▸ PÁGINA

──────────────────────────────

Me acerco al bus y cuando voy a subir el conductor me toca la mochila. Señala la bodega debajo del bus y me dice “Euro pol” o algo por el estilo. Pensé que onda era como con los maleteros de Liniers o Retiro, así que le tiré un Euro y me dispuse a abordar. El tipo me para y dice “Euro and pol”. Llovía, y mi paciencia se acababa. Saqué 20 centavos de euro y se ríe. Todos los que estaban ahí se empiezan a reir. A nadie le importaba la lluvia ni subir al micro, era más interesante reirse del Argento que no habla el idioma. Me río yo también y le pregunto “Dobro?” (¿todo bien? En Esloveno, Croaba, Bosnio, Serbio). “Ne, Euro POL”. Empecé a sacar y darle en forma sistemática monedas de 10 centavos de Euro hasta que se completó el Euro y MEDIO que me estaba pidiendo. El muchacho me da el comprobante y subo.
Me ubico cómodamente en mi asiento y compruebo que el papel que el morocho me dio decía claramente en inglés “Transporte de equipaje €1.5”. ¿No era más fácil empezar por ahí? Bueno, no importaba, ya estaba encaminado. El bus estaba casi vacío. No había más de 12 personas incluyendo los conductores. Si bien la distancia en línea recta entre las dos ciudades es de 400 kilómetros, el viaje duraría más de 12 horas.
Primero que nada, porque si solo durase 6 horas llegaríamos a la ciudad a las 2 am, un horario un poco incómodo. Además que el bus pasa a través de Croacia y hace unos cuantos kilómetros en ese país antes de meterse en Bosnia. Esto también significa que los pasaportes son controlados en cuatro oportunidades, demorando 25 minutos cada una de esas veces. Por último, los conductores se aseguran de que lleguemos a Sarajevo a las 8:30 am, cuando ya hay transporte público para ir al hotel o el trabajo. Este servicio de alta categoría implica que los muchachos hacen una parada de 10 minutos cada hora para fumar, siempre controlando el tiempo. Si van muy rápido se estiran unos minutos más y se toman un café en una estación de servicio. Tranqui.

──────────────────────────────

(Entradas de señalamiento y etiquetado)

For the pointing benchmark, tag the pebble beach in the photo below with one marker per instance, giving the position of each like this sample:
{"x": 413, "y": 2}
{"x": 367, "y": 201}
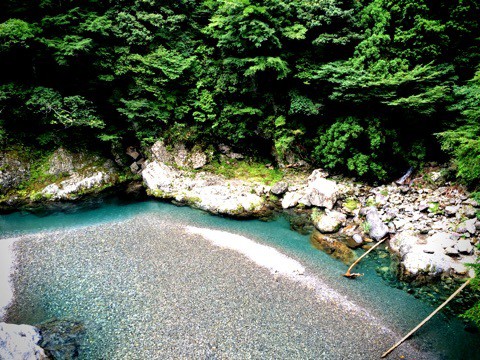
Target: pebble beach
{"x": 153, "y": 287}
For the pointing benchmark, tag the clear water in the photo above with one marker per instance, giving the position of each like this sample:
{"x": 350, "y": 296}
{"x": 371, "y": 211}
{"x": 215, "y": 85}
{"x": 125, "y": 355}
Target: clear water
{"x": 444, "y": 335}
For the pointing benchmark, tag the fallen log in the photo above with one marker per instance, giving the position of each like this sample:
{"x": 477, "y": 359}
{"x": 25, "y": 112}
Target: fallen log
{"x": 426, "y": 319}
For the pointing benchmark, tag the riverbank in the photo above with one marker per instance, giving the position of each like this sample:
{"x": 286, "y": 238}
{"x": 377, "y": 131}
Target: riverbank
{"x": 147, "y": 287}
{"x": 7, "y": 262}
{"x": 433, "y": 225}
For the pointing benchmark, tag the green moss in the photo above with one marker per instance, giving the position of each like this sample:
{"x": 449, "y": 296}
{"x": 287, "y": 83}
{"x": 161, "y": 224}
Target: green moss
{"x": 245, "y": 170}
{"x": 434, "y": 207}
{"x": 351, "y": 204}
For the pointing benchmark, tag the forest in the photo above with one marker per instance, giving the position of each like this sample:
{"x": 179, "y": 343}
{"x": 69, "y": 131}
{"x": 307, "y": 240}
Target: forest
{"x": 365, "y": 88}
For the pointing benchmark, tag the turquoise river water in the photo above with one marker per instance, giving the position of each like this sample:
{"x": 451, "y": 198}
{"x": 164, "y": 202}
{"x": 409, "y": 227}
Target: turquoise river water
{"x": 444, "y": 335}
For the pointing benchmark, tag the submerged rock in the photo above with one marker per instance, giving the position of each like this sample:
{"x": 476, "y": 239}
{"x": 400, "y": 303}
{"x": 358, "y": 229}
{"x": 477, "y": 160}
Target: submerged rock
{"x": 20, "y": 342}
{"x": 333, "y": 247}
{"x": 279, "y": 188}
{"x": 424, "y": 259}
{"x": 61, "y": 338}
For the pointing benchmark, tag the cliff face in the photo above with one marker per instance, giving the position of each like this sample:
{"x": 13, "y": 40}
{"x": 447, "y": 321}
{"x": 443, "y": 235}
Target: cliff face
{"x": 432, "y": 224}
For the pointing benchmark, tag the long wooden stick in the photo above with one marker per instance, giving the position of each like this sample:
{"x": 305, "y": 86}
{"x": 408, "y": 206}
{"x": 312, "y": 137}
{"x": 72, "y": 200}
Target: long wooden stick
{"x": 427, "y": 318}
{"x": 347, "y": 274}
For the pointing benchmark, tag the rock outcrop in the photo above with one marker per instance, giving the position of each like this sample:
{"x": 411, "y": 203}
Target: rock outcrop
{"x": 213, "y": 193}
{"x": 13, "y": 171}
{"x": 20, "y": 342}
{"x": 79, "y": 174}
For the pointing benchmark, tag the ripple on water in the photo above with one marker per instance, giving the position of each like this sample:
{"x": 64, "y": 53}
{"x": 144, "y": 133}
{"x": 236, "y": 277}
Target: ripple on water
{"x": 144, "y": 287}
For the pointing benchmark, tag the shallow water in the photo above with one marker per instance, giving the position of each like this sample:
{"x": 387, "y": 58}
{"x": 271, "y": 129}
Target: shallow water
{"x": 395, "y": 308}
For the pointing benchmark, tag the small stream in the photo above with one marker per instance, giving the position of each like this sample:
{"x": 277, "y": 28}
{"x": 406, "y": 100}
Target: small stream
{"x": 444, "y": 335}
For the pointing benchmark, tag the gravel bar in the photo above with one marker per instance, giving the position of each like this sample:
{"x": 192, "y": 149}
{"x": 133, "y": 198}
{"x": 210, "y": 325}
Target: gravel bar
{"x": 146, "y": 288}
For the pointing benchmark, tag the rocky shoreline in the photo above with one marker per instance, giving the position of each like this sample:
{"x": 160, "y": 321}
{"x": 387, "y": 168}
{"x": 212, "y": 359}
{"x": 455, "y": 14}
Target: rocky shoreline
{"x": 433, "y": 226}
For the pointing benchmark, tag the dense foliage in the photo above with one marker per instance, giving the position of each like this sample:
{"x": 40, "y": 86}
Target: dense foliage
{"x": 366, "y": 87}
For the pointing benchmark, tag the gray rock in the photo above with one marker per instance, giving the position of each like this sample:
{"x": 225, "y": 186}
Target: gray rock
{"x": 13, "y": 171}
{"x": 62, "y": 162}
{"x": 227, "y": 150}
{"x": 279, "y": 188}
{"x": 465, "y": 247}
{"x": 451, "y": 210}
{"x": 321, "y": 192}
{"x": 160, "y": 153}
{"x": 443, "y": 239}
{"x": 467, "y": 226}
{"x": 208, "y": 192}
{"x": 76, "y": 184}
{"x": 329, "y": 221}
{"x": 357, "y": 238}
{"x": 452, "y": 251}
{"x": 180, "y": 155}
{"x": 378, "y": 230}
{"x": 471, "y": 202}
{"x": 20, "y": 342}
{"x": 469, "y": 212}
{"x": 197, "y": 159}
{"x": 291, "y": 199}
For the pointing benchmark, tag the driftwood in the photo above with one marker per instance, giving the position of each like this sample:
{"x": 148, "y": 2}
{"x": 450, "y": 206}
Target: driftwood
{"x": 354, "y": 275}
{"x": 426, "y": 319}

──────────────────────────────

▸ INSTRUCCIONES Y REQUISITOS
Imprime sin cambios todo el tramo del relato del viaje en bus que va desde "Primero que nada, porque" hasta "de servicio. Tranqui.". Las entradas son material aparte, independiente del relato del viaje en bus.

▸ RESULTADO CORRECTO
Primero que nada, porque si solo durase 6 horas llegaríamos a la ciudad a las 2 am, un horario un poco incómodo. Además que el bus pasa a través de Croacia y hace unos cuantos kilómetros en ese país antes de meterse en Bosnia. Esto también significa que los pasaportes son controlados en cuatro oportunidades, demorando 25 minutos cada una de esas veces. Por último, los conductores se aseguran de que lleguemos a Sarajevo a las 8:30 am, cuando ya hay transporte público para ir al hotel o el trabajo. Este servicio de alta categoría implica que los muchachos hacen una parada de 10 minutos cada hora para fumar, siempre controlando el tiempo. Si van muy rápido se estiran unos minutos más y se toman un café en una estación de servicio. Tranqui.